GIVEN REQUEST | Can you scale the material from its first line through the line containing "[280,287,317,319]", writing every one of those lines out again, with the wording lines left unchanged and each box coordinate in the answers multiplied by 2.35 and rounded to a whole number, halves rounding up? Include nothing after that line.

* start WORKING DATA *

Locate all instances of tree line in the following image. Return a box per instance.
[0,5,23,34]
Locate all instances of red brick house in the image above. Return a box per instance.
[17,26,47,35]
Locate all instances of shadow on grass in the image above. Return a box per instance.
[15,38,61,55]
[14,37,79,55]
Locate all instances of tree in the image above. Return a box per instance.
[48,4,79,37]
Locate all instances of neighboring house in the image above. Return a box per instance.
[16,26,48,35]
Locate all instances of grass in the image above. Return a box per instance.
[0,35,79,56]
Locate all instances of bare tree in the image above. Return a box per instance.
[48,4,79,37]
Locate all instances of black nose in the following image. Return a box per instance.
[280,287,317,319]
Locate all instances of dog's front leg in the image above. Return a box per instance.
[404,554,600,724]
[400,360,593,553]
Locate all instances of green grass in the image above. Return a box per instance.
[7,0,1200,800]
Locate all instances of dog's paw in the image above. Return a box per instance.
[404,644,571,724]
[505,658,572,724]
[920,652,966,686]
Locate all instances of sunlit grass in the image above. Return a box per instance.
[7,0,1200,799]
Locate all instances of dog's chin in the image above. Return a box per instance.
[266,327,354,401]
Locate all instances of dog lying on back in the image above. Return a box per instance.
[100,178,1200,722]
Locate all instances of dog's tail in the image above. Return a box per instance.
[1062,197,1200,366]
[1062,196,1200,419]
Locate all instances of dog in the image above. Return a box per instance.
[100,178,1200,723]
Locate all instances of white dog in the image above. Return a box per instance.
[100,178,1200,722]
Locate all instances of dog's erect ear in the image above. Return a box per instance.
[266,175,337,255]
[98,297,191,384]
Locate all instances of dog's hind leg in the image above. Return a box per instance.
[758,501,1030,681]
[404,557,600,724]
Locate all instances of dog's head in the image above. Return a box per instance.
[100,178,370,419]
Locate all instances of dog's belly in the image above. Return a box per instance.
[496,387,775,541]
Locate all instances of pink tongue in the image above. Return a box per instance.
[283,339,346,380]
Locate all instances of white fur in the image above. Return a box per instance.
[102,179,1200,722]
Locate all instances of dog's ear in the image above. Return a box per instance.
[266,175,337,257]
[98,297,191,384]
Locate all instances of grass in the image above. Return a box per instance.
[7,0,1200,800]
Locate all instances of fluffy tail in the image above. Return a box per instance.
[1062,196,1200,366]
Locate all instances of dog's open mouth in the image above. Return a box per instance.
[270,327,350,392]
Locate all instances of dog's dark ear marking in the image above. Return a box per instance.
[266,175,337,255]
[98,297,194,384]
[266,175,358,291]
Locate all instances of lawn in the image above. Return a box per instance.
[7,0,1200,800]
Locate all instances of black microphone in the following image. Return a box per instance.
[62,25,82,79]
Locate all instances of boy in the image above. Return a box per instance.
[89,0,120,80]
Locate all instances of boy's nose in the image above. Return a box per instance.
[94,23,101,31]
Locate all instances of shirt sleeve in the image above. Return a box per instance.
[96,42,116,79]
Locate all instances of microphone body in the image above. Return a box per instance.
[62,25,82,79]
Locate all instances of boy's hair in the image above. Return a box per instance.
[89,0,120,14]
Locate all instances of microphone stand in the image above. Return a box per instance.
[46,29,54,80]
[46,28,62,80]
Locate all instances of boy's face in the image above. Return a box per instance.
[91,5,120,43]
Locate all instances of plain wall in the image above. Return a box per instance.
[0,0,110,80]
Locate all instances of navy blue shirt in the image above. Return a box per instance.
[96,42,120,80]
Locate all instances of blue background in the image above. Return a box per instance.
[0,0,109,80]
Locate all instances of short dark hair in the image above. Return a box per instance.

* end WORKING DATA *

RESPONSE TO THIS TASK |
Locate all instances of tree line in the following image. Return a box per instance.
[0,12,54,80]
Locate all instances of red brick house in the image above. Return a box per instance.
[40,61,110,82]
Locate all instances of shadow on grass in the image above. Return a box per instance.
[35,89,143,129]
[33,87,186,129]
Locate all instances of tree in the image above. Return a box per instance.
[113,9,186,87]
Locate all instances of neighboring house in the image above. Return a box per instance.
[38,61,113,82]
Locate all instances of grass in the image above. Return a box per instance.
[0,82,186,132]
Locate all instances of bare tree in the image above. Return a box per instance.
[113,9,186,87]
Locate all instances of black nose in the following image. Return a box per instance.
[658,674,745,750]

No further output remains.